# GOAL
In the records below, take the line with "Existence query for the overhead" through the line with "[1,205,359,240]", both included, and output them as a JSON list of strings with one string per line and blank lines omitted. Leave out the pictures.

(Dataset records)
▶

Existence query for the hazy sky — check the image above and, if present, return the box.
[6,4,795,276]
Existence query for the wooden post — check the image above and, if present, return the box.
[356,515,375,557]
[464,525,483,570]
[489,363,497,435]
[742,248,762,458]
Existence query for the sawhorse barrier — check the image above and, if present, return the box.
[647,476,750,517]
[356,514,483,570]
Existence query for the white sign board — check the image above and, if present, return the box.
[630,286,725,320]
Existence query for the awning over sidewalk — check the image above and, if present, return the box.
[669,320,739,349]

◀
▶

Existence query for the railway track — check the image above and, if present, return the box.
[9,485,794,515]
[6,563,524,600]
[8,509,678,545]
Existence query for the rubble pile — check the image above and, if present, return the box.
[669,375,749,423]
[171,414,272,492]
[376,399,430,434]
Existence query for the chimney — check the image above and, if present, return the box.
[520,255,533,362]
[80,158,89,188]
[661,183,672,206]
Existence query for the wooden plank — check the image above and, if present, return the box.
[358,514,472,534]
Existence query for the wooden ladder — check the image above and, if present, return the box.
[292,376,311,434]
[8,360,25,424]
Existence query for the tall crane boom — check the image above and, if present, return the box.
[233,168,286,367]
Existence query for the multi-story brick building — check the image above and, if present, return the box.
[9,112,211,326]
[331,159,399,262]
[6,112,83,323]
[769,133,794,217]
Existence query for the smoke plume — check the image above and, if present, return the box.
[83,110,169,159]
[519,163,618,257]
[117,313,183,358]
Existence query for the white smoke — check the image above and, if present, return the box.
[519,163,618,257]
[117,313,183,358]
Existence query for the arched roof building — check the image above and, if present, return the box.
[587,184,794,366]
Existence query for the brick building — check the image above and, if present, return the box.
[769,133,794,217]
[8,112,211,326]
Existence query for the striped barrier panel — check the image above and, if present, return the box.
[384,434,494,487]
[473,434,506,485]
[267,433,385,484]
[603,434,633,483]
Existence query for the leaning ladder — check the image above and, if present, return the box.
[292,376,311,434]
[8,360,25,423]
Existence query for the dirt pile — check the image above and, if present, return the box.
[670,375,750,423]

◀
▶

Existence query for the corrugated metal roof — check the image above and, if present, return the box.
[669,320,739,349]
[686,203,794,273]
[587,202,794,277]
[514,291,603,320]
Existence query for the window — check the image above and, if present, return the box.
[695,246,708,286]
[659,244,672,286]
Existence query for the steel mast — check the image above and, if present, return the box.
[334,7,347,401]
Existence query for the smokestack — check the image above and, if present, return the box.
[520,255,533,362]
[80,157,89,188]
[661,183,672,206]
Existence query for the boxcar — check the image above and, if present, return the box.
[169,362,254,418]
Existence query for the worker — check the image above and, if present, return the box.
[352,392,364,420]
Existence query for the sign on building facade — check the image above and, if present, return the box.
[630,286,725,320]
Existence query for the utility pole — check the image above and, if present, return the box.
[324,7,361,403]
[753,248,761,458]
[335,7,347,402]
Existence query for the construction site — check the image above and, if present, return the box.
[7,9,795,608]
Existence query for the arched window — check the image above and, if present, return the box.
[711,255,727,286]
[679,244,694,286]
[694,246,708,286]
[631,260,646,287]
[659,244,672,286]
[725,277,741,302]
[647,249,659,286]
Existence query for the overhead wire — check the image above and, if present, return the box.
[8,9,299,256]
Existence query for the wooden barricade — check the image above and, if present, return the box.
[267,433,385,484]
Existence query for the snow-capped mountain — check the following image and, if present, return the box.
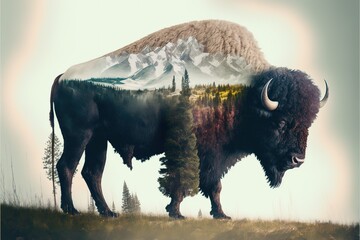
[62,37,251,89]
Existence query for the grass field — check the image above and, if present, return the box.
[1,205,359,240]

◀

# REPLY TO THE TASK
[
  "Existence query for the overhead wire — check the image above and, if present, return the box.",
  "[8,9,299,256]",
  "Existence query for the wooden barricade — check the image above and, if present, return the box.",
  "[267,433,385,484]",
  "Existence query for the snow-capped mountain — check the following image and, if present, return the box.",
  "[62,37,251,89]",
  "Existence query for the grass field — check the image above and, if present, return the box.",
  "[1,205,359,240]"
]